EXERCISE REQUIREMENTS: Set down each entry exactly as it stands, without altering a single character.

SUPPLIED DATA:

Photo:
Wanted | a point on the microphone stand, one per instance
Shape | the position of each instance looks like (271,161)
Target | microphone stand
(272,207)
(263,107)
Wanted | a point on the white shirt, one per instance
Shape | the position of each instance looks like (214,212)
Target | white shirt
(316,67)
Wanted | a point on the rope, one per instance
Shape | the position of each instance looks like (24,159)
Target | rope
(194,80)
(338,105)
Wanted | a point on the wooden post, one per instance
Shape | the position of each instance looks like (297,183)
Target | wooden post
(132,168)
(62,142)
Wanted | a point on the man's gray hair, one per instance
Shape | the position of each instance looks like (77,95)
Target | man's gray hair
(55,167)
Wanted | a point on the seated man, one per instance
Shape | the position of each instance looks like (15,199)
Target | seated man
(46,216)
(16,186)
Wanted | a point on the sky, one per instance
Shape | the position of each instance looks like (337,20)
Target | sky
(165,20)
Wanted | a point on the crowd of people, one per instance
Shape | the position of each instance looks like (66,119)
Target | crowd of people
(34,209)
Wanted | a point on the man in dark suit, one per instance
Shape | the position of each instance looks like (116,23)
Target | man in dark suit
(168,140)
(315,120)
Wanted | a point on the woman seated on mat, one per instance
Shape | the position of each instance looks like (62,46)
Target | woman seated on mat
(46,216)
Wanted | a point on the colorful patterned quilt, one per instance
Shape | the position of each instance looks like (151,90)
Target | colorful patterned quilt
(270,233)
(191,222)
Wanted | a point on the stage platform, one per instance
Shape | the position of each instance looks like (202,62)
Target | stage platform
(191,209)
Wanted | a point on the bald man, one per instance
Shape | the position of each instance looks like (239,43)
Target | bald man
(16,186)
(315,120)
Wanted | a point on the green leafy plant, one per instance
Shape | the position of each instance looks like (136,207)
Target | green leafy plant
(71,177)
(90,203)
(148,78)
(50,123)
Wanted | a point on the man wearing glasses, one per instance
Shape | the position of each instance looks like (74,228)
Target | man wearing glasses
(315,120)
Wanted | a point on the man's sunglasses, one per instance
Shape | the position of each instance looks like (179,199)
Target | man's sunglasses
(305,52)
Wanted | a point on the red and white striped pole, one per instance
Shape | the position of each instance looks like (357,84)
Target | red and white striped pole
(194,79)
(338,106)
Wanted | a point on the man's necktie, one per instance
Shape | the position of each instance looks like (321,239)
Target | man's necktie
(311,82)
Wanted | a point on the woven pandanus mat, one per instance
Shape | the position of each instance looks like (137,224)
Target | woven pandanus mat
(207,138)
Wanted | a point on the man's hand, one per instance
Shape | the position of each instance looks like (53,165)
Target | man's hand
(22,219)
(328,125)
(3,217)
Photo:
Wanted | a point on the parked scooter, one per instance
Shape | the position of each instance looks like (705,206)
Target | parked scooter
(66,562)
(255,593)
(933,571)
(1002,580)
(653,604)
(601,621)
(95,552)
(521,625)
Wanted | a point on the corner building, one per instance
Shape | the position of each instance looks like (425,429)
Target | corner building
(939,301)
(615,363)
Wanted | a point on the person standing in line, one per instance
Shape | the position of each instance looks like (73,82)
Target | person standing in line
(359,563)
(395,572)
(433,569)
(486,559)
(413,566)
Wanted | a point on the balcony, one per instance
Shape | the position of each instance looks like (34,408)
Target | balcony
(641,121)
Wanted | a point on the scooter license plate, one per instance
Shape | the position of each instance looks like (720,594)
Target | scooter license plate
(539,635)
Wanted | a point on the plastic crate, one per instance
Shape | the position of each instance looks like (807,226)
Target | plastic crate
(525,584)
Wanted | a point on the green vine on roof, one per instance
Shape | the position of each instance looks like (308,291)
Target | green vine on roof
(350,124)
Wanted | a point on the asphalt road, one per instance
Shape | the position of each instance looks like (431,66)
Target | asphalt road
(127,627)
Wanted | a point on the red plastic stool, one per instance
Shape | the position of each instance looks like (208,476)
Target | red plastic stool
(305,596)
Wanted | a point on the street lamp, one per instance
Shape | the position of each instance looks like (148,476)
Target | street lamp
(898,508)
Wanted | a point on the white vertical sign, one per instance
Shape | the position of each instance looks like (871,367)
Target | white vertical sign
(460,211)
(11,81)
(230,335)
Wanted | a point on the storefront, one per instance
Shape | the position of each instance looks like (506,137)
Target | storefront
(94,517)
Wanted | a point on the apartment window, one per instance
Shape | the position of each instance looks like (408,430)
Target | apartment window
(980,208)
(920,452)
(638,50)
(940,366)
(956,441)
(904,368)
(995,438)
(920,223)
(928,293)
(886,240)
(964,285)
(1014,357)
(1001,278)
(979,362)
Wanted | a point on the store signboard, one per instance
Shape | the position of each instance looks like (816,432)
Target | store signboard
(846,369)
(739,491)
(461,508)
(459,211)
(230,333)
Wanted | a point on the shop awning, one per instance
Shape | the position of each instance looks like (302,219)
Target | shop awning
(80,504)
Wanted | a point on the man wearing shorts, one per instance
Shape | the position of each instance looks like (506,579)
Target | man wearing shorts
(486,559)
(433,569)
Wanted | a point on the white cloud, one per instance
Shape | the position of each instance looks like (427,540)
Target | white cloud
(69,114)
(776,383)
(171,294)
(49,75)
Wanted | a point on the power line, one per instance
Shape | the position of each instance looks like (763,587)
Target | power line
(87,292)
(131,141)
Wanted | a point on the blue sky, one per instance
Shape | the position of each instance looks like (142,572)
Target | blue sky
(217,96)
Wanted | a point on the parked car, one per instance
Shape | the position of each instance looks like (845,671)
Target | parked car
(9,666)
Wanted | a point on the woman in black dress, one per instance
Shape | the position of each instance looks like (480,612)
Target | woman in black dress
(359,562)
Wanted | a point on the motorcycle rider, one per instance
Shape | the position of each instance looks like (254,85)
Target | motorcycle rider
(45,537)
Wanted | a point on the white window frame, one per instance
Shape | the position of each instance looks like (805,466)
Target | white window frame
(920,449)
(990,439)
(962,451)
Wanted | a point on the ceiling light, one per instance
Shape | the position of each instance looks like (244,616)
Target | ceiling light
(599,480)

OUTPUT:
Photo:
Wanted | a point on the microphone stand, one per instance
Shape | the position of each instance looks like (271,161)
Target | microphone stand
(272,207)
(263,107)
Wanted | a point on the white shirt, one per instance
Shape | the position of each instance looks like (214,212)
Target | white shirt
(316,67)
Wanted | a point on the rope, one per instance
Shape | the position of each instance looks like (24,159)
Target | rope
(194,80)
(338,105)
Wanted | a point on the wooden post, one per instance
Shape | the position of each instance looks like (297,183)
Target | wooden post
(132,168)
(62,142)
Wanted | a point on the man's gray hair, one per instance
Shape | the position of each instance looks like (77,95)
Target | man's gray hair
(55,167)
Wanted | a point on the seated man, one per instance
Shape | the position of each instance looks like (15,199)
Target | seated man
(46,216)
(16,186)
Wanted | a point on the sky, one per instance
Shape | the position of each instance looks like (337,20)
Target | sky
(165,20)
Wanted | a point on the crowd of people, one per instance
Shape | the position of each instance looks like (66,119)
Target | crowd of people
(34,209)
Wanted | a point on the man in dark suit, one per instance
Shape | the position of each instance looks like (116,23)
Target | man in dark suit
(168,140)
(315,120)
Wanted | a point on the woman seated on mat, one per instance
Shape | the position of each instance looks like (62,46)
Target | woman seated on mat
(46,216)
Wanted | a point on the colorful patterned quilt, one per instance
Shape | the position of each instance looks like (151,90)
Target | colorful patterned quilt
(270,233)
(191,222)
Wanted | a point on the stage platform, one per instance
Shape | the position of each instance looks like (202,62)
Target | stage platform
(191,209)
Wanted | a point on the bald man, one per instance
Shape | the position of each instance looks like (239,43)
Target | bald man
(16,186)
(315,120)
Wanted | a point on the green leafy plant, one per instance
Shape | the position of each instance looks like (136,207)
Target | green leafy plant
(71,177)
(90,203)
(148,78)
(50,123)
Wanted | a point on the man wearing glasses, one per instance
Shape | the position of each instance looks like (74,228)
Target | man wearing glasses
(315,120)
Wanted | a point on the man's sunglasses, one per instance
Shape | the position of each instance looks like (179,199)
Target | man's sunglasses
(305,52)
Wanted | a point on the red and white striped pole, one per instance
Shape | the position of each instance looks like (357,84)
Target | red and white striped pole
(194,79)
(338,106)
Wanted | a point on the man's necktie, one per instance
Shape | the position of each instance looks like (321,239)
Target | man's necktie
(311,82)
Wanted | a point on the woven pandanus mat, one per instance
Shape | the position of each instance looks like (137,224)
Target | woven pandanus mat
(207,138)
Wanted | a point on the man's hand, one per instance
Shape | the position of each instance looks like (53,165)
Target | man's hand
(22,219)
(328,125)
(3,217)
Photo:
Wanted | a point on the parked scooter, one per instance
Shape | the position of each instance looks like (705,206)
Target | parked scooter
(66,562)
(255,593)
(933,571)
(1002,580)
(653,604)
(601,621)
(95,552)
(521,625)
Wanted | a point on the corner building, one per instance
Shape | the position of each instance looks like (425,429)
Target | corner building
(939,301)
(615,363)
Wanted | a point on the person standing in line, one per instance
Shape | the position of each instance looks like (73,82)
Target | person standing in line
(359,563)
(395,572)
(433,569)
(486,559)
(413,566)
Wanted | a point on the balcony, one per instance
Shape | the position of each instance looks like (34,408)
Target | balcony
(641,121)
Wanted | a point on the scooter license plate, one per instance
Shape | the position of each instance looks like (720,594)
Target | scooter license plate
(539,635)
Wanted | a point on the plastic crate, one per instance
Shape | the position of each instance looks like (807,226)
Target | plastic crate
(525,584)
Wanted | a point on the green vine on roof, one per instance
Shape | the position of each instance looks like (308,291)
Target | green vine on roof
(350,124)
Wanted | a point on the asphalt road, one per instance
Shape | the position of each instance looks like (431,66)
Target | asphalt road
(127,627)
Wanted | a point on the red plastic stool, one per instance
Shape | the position of each instance looks like (208,476)
Target | red plastic stool
(305,596)
Wanted | a point on the street lamp, one per instance
Shape | the position of each instance looks like (148,476)
Target | street lamp
(898,508)
Wanted | a point on the white vertical sign, one per instance
Shape | the position of each instance looks like (871,367)
Target | white vertical sign
(460,211)
(11,81)
(230,335)
Wanted | a point on the storefront, one per instance
Shape | the position of each instance looks like (506,137)
Target | storefront
(94,517)
Wanted | a point on the apartment window, one per instance
Shape | the position of each instance looks like (408,430)
Target | apartment window
(980,208)
(920,452)
(638,50)
(940,366)
(956,441)
(904,368)
(995,438)
(920,223)
(928,293)
(886,240)
(964,285)
(1014,357)
(1001,278)
(979,362)
Wanted | a point on the store signboard, one per instance
Shape | the position of each instance looks like (816,432)
Target | store signboard
(846,369)
(739,491)
(461,508)
(459,211)
(230,333)
Wanted | a point on the shop awning, one per instance
Shape | the position of each instance looks like (302,219)
Target | shop awning
(80,504)
Wanted | a point on the man wearing shorts, one per instance
Shape | the position of each instance looks like (506,579)
Target | man wearing shorts
(486,559)
(433,569)
Wanted | a point on the white cloud, one per instance
Shape | the position of each instance looks like (427,540)
Target | white cloud
(69,114)
(776,383)
(171,294)
(49,75)
Wanted | a point on the power line, one per instance
Shape | the position of each instance looks like (763,587)
Target | power line
(87,292)
(131,141)
Wanted | a point on the blue sky, one per instance
Shape | the position of each instance looks like (142,572)
Target | blue sky
(217,96)
Wanted | a point on the parked car, one per instance
Shape | the position of each instance looks like (845,671)
Target | parked car
(9,666)
Wanted | a point on the woman in black dress, one per instance
Shape | the position of each instance looks like (480,612)
Target | woman in black dress
(359,562)
Wanted | a point on the motorcycle rider, one per instance
Shape | the position of each instance looks like (254,85)
Target | motorcycle rider
(45,537)
Wanted | a point on the white window frame, one per instance
Shape | the position of each instance looks like (805,466)
Target | white window frame
(920,449)
(990,439)
(962,451)
Wanted | a point on the ceiling light, one per instance
Shape | the position of each instance looks like (244,616)
Target | ceiling light
(599,480)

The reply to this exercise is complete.